Lines from the records below that contain the word "target" are to be copied out.

=-=-=

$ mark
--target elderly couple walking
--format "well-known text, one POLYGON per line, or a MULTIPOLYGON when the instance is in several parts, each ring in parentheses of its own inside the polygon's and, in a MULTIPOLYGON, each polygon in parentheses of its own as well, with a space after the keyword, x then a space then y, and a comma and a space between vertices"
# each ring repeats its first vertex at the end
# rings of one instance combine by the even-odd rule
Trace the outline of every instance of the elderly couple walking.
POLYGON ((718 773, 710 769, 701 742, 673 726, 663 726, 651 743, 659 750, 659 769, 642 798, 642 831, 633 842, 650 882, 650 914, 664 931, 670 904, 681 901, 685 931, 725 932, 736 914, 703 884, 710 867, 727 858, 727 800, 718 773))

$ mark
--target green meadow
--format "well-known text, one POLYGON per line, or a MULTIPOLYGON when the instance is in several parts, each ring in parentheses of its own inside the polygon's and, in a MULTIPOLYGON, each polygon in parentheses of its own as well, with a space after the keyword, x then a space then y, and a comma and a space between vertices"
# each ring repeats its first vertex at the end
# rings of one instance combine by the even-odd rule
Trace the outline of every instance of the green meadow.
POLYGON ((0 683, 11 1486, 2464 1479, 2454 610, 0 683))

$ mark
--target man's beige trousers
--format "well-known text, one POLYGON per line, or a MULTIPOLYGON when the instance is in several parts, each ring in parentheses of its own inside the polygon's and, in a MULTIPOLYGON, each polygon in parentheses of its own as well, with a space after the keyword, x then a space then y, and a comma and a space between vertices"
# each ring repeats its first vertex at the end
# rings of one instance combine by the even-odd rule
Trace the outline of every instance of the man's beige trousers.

=-=-=

> _Exercise output_
--target elderly couple walking
--target green meadow
--target man's beige trousers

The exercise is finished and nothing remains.